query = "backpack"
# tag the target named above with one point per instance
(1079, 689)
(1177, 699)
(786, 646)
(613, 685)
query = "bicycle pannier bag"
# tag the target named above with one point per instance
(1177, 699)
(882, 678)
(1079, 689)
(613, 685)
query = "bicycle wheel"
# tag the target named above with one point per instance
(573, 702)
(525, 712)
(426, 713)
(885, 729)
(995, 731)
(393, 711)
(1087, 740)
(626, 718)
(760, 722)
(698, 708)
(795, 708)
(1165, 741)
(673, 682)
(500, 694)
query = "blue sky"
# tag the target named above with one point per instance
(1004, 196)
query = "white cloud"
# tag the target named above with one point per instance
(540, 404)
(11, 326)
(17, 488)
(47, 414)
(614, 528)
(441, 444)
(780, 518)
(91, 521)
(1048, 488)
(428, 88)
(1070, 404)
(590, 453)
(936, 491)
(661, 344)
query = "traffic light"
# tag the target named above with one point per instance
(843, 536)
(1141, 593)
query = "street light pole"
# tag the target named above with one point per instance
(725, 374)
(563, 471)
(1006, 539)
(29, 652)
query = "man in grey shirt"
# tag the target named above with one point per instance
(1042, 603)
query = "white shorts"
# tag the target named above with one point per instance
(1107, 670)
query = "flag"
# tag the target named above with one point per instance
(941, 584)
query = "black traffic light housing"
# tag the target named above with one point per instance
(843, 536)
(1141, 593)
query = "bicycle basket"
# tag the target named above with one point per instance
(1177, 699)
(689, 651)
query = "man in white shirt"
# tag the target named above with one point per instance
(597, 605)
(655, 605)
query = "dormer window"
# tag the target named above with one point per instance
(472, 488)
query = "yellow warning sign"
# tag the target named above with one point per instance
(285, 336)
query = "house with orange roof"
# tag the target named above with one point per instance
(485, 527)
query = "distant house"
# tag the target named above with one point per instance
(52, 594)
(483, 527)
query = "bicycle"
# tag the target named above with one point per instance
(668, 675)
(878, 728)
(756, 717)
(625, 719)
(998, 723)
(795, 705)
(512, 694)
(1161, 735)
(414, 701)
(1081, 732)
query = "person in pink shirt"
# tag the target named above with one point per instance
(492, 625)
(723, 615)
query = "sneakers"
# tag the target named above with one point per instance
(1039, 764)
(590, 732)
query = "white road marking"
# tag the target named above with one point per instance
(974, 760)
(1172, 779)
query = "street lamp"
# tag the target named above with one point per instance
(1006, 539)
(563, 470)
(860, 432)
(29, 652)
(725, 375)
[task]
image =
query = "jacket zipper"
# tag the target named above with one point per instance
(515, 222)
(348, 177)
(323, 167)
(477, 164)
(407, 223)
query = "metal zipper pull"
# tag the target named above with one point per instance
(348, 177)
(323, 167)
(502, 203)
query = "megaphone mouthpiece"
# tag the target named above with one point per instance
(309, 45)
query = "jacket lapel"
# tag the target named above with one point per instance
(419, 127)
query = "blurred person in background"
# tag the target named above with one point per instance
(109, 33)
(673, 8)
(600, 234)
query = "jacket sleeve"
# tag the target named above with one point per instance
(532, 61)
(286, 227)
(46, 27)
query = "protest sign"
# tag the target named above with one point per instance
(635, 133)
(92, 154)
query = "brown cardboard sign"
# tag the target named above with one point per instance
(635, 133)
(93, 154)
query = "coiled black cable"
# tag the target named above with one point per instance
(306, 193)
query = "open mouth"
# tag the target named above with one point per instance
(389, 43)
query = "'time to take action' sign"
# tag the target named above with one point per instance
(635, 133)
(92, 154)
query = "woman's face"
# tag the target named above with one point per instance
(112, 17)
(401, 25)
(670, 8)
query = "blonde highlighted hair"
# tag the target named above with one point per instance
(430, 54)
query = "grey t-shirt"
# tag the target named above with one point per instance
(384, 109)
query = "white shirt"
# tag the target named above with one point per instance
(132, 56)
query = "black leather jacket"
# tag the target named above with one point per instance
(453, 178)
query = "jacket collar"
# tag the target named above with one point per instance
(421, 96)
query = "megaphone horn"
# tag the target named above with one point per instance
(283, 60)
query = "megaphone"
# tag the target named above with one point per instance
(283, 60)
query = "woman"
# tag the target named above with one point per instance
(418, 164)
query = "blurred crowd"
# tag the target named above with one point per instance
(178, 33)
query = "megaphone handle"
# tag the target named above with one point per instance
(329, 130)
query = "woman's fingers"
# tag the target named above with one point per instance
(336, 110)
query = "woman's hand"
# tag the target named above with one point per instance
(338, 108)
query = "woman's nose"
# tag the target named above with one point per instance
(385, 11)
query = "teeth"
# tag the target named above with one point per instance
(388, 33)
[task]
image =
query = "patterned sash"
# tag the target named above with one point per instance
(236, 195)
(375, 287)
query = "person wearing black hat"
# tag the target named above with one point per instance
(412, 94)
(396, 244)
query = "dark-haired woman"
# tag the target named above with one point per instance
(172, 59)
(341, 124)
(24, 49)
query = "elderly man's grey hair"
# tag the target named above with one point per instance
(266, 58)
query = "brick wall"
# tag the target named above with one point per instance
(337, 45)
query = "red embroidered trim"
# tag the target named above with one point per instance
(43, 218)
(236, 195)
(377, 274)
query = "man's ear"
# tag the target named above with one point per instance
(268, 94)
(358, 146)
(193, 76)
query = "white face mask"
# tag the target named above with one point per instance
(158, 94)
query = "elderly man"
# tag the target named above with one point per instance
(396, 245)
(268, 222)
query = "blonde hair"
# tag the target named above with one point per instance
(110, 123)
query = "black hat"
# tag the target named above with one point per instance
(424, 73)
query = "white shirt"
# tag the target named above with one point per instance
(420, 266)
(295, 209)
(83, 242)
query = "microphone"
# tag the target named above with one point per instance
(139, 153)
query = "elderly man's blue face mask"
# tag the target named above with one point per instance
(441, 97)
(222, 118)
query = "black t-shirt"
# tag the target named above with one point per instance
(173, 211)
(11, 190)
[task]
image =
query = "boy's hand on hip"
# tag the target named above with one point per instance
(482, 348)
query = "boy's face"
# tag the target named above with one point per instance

▸ **AIM OF THE EXERCISE**:
Rewrite all of the rows above, replacing every "instance" with "occurrence" and leaving everything else unchanged.

▸ **REPLY**:
query = "backpack"
# tag the target named above with one point per occurrence
(1079, 689)
(1177, 699)
(786, 646)
(613, 685)
query = "bicycle pannier bag"
# tag the target named above with one point per occurrence
(1177, 699)
(882, 678)
(1079, 689)
(613, 685)
query = "bicycle wheel"
# tag the target named above with one point per occurrence
(573, 702)
(525, 712)
(426, 713)
(885, 729)
(995, 731)
(393, 711)
(1087, 740)
(626, 718)
(760, 722)
(698, 708)
(795, 708)
(1165, 741)
(673, 682)
(500, 694)
query = "blue sky"
# tag the target named above with one point per occurrence
(1004, 196)
query = "white cloud"
# tag the target named above with one point per occurrence
(540, 404)
(11, 326)
(17, 488)
(47, 414)
(614, 528)
(441, 444)
(780, 518)
(91, 521)
(1048, 488)
(428, 88)
(1070, 404)
(590, 453)
(936, 491)
(661, 344)
query = "traffic light"
# tag the target named above with one point per occurrence
(843, 536)
(1141, 593)
query = "street light pole"
# tag the target named above with one point per occurrence
(725, 374)
(563, 471)
(1006, 539)
(29, 652)
query = "man in grey shirt"
# tag the target named above with one point per occurrence
(1042, 603)
query = "white shorts"
# tag the target named above with one point per occurrence
(1107, 670)
query = "flag"
# tag the target named above with one point per occurrence
(941, 584)
query = "black traffic light housing"
# tag the target named above with one point per occurrence
(843, 536)
(1141, 593)
query = "bicycle basket"
# tag the target named above with one point per occurrence
(1177, 699)
(689, 651)
query = "man in white shirt"
# tag the target named above with one point per occurrence
(597, 605)
(655, 605)
query = "dormer window"
# tag the target named above with one point per occurrence
(472, 488)
query = "yellow warning sign"
# tag the target named above with one point per occurrence
(285, 336)
query = "house with orange roof"
# tag the target named above with one point per occurrence
(485, 527)
query = "distant house"
# tag the target named above with one point per occurrence
(52, 594)
(483, 527)
query = "bicycle"
# tag the target named above with one point per occurrence
(668, 675)
(878, 728)
(756, 717)
(625, 719)
(998, 723)
(795, 705)
(512, 694)
(1161, 735)
(414, 701)
(1081, 732)
query = "person in pink shirt"
# tag the target named above with one point per occurrence
(492, 625)
(723, 615)
query = "sneakers"
# tag the target named above with one point per occurrence
(1039, 764)
(590, 732)
query = "white road marking"
# tag the target named above with one point per occurrence
(974, 760)
(1172, 779)
query = "street lamp"
# tag the target named above with one point per occurrence
(1006, 539)
(563, 470)
(860, 432)
(29, 652)
(725, 375)
[task]
image =
query = "jacket zipper"
# tag the target named above with one point per occurrence
(515, 222)
(348, 177)
(323, 167)
(477, 164)
(407, 223)
query = "metal zipper pull"
# tag the target named above with one point per occurrence
(348, 177)
(323, 167)
(502, 203)
query = "megaphone mouthpiece"
# tag the target named above with one point per occurrence
(309, 45)
query = "jacket lapel"
# tag the target named above with one point per occurrence
(419, 127)
query = "blurred person in background"
# tag the target named above with one point per occurrence
(109, 33)
(673, 8)
(600, 234)
query = "jacket sleeve"
# tag the target named above with one point per occurrence
(532, 61)
(286, 227)
(46, 27)
query = "protest sign"
# tag the target named above with one point per occurrence
(635, 133)
(92, 154)
query = "brown cardboard sign"
# tag the target named above with one point per occurrence
(635, 133)
(93, 154)
query = "coiled black cable"
# tag the target named above with one point per occurrence
(306, 193)
query = "open mouth"
# tag the target named above with one point per occurrence
(389, 43)
query = "'time to take action' sign"
# tag the target named above with one point per occurrence
(635, 133)
(92, 154)
query = "woman's face"
# tag the target named above with one point per occurrence
(112, 17)
(401, 25)
(670, 8)
query = "blonde highlighted hair"
# tag the target named above with one point per occurrence
(430, 54)
query = "grey t-shirt"
# tag the target named above with one point per occurrence
(384, 109)
query = "white shirt"
# tag the target named above with one point per occurrence
(132, 56)
query = "black leather jacket"
# tag the target named above with one point per occurrence
(453, 178)
query = "jacket collar"
# tag the target named above with one point per occurrence
(421, 96)
query = "megaphone horn"
# tag the target named above with one point per occurrence
(283, 60)
query = "megaphone"
# tag the target named above with one point per occurrence
(283, 60)
query = "woman"
# tag the target named above with one point per occurrence
(418, 164)
query = "blurred crowd"
# tag the target named above with one point per occurrence
(178, 33)
query = "megaphone handle"
# tag the target named above with one point per occurrence
(329, 130)
query = "woman's fingers"
# tag the target named above with one point per occurrence
(336, 110)
query = "woman's hand"
# tag the target named above with one point per occurrence
(338, 108)
query = "woman's nose"
# tag the target named above with one point per occurrence
(385, 11)
query = "teeth"
# tag the target named above with one point per occurrence
(388, 33)
[task]
image =
query = "patterned sash"
# tag the target named above with one point per occurrence
(236, 195)
(375, 287)
query = "person wearing black hat"
# tag the target named above with one point per occurrence
(412, 94)
(396, 244)
query = "dark-haired woman"
# tag the target named above with one point per occurrence
(172, 59)
(341, 124)
(24, 49)
query = "elderly man's grey hair"
# tag the target named above with one point per occurrence
(266, 58)
query = "brick wall"
# tag the target named above with one point per occurrence
(337, 45)
query = "red embroidered trim"
# tag the target named above with one point per occurrence
(43, 218)
(236, 195)
(377, 274)
query = "man's ear"
# tag the target named above with one point per occurrence
(268, 94)
(358, 146)
(193, 76)
query = "white face mask"
# tag the target named above with one point per occurrence
(158, 94)
query = "elderly man"
# tag the target named above with one point per occurrence
(396, 245)
(268, 222)
query = "blonde hair"
# tag the target named above with one point per occurrence
(110, 123)
query = "black hat"
# tag the target named above with one point per occurrence
(424, 73)
query = "white shirt"
# tag the target named above with one point per occurrence
(420, 266)
(295, 209)
(83, 242)
query = "microphone"
# tag the target named above with one point per occurrence
(139, 153)
query = "elderly man's blue face mask"
# tag the target named above with one point per occurrence
(441, 97)
(222, 118)
query = "black t-shirt"
# tag the target named above with one point per occurrence
(173, 211)
(11, 190)
[task]
image =
query = "boy's hand on hip"
# tag the target named above with one point per occurrence
(482, 348)
query = "boy's face"
# tag the target named above with one point per occurrence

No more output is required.